What you should do | Turn the entries below into a numbered list, starting at the line that contains "the grassy slope?" and continuing through the last line of the entries. Leave out any blank lines.

(Dataset excerpt)
:::::

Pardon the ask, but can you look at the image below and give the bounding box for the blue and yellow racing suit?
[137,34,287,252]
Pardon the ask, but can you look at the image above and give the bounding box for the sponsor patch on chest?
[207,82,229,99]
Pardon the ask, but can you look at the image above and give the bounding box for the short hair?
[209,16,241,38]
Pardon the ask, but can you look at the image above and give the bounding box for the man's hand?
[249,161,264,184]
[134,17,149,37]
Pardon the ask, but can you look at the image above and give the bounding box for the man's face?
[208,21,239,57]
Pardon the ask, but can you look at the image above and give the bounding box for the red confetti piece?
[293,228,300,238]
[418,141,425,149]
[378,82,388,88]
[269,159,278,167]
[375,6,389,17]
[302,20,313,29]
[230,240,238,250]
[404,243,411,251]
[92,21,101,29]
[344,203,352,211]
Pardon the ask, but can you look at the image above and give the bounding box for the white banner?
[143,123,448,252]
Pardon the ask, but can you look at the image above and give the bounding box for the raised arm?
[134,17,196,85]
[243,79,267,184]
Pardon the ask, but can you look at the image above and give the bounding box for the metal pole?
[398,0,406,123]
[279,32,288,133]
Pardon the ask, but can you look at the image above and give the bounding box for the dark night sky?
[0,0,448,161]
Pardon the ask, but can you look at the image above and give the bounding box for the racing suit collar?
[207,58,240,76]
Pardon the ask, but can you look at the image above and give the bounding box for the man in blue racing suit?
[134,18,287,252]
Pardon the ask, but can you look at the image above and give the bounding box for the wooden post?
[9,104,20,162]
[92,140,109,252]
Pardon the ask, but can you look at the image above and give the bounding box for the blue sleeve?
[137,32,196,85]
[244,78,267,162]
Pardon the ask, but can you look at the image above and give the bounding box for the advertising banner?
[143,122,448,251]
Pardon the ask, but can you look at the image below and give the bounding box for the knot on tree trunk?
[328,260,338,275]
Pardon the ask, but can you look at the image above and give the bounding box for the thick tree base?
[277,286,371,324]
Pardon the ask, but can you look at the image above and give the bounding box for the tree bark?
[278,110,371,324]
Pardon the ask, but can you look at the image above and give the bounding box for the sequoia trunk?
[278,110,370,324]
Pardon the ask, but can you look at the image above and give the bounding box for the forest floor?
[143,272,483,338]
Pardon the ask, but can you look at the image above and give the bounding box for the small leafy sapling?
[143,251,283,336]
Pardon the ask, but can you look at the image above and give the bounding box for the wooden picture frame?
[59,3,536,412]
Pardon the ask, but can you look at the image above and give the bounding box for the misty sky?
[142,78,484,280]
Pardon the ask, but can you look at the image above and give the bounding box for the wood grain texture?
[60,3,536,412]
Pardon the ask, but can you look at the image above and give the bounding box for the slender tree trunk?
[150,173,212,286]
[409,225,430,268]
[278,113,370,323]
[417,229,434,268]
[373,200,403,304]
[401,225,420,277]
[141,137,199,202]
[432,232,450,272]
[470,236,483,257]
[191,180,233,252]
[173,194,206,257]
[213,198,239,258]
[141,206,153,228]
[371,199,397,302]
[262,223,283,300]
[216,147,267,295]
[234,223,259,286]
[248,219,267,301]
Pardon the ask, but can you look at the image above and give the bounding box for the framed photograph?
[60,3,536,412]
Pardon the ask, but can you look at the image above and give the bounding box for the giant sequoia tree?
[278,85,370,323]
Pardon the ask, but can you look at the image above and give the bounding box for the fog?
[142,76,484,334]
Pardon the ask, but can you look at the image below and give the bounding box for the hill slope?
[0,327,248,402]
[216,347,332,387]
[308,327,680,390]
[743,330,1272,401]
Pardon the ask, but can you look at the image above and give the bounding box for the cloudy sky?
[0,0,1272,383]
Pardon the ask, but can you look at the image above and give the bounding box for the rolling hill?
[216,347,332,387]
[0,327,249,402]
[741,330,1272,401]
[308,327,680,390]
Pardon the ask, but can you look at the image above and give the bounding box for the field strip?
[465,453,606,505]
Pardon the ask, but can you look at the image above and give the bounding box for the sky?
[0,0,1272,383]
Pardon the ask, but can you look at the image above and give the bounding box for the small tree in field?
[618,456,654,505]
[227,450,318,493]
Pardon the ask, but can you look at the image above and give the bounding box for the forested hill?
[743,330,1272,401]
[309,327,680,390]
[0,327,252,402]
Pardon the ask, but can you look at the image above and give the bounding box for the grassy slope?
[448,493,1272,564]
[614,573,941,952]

:::::

Task output |
1. Pardon the ask, but can you look at the image above and give the bounding box for the grassy slope?
2. [448,493,1272,564]
3. [614,573,941,952]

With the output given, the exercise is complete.